## WHAT THE TASK REQUIRES
Please copy exactly every line from the one that contains "Task: one point marks each instance of the pendant" to the end of the data below, with both ends included and no other lines.

-- DATA follows --

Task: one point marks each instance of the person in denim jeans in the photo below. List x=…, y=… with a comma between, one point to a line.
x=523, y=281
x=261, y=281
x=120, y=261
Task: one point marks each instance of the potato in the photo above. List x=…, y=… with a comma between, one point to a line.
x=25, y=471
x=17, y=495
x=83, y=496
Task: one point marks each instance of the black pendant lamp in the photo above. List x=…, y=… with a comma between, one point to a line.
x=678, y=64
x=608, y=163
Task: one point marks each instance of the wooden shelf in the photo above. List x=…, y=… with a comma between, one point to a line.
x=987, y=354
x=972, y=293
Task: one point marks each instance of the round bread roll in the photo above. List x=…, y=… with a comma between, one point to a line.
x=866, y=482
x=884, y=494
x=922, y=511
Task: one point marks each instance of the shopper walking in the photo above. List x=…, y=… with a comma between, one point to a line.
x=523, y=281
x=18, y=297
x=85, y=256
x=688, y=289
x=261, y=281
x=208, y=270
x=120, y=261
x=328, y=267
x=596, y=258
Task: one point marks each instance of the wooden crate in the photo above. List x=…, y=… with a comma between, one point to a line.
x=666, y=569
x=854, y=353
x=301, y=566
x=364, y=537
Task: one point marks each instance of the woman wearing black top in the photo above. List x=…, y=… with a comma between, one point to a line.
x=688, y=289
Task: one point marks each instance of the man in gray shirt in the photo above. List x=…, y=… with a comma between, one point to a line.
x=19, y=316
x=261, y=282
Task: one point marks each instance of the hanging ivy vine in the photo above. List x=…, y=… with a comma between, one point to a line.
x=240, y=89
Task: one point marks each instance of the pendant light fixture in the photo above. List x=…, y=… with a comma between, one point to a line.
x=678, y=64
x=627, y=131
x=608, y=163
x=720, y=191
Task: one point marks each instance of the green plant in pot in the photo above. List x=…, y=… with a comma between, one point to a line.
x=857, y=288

-- DATA concluded --

## TASK SOLUTION
Task: one point marks each instance of the pendant light fixture in the photo above. List x=…, y=… with a comma between, one point to a line.
x=678, y=64
x=627, y=131
x=608, y=163
x=720, y=191
Task: one point marks each instance of the green plant in pot in the photo above. List x=…, y=… with a comma between, one point to a line.
x=857, y=288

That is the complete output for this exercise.